Saved entries
"""
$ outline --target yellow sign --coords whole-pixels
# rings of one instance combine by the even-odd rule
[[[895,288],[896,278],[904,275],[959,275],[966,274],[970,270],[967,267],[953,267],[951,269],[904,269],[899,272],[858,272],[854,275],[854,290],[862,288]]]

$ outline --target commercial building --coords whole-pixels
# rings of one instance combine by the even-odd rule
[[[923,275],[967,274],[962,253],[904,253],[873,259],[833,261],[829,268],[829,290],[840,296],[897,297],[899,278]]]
"""
§ **Problem details**
Please set down each of the entries above exactly as given.

§ **Written response**
$ outline --target yellow sign --coords whole-pixels
# rings of one instance combine by the even-odd rule
[[[895,288],[896,278],[904,275],[959,275],[966,274],[970,270],[967,267],[953,267],[951,269],[904,269],[899,272],[858,272],[854,275],[854,290],[862,288]]]

$ outline --target commercial building --coords whole-pixels
# rings of one instance combine by the even-odd rule
[[[923,275],[967,274],[962,253],[904,253],[873,259],[833,261],[829,268],[829,290],[840,296],[897,297],[899,278]]]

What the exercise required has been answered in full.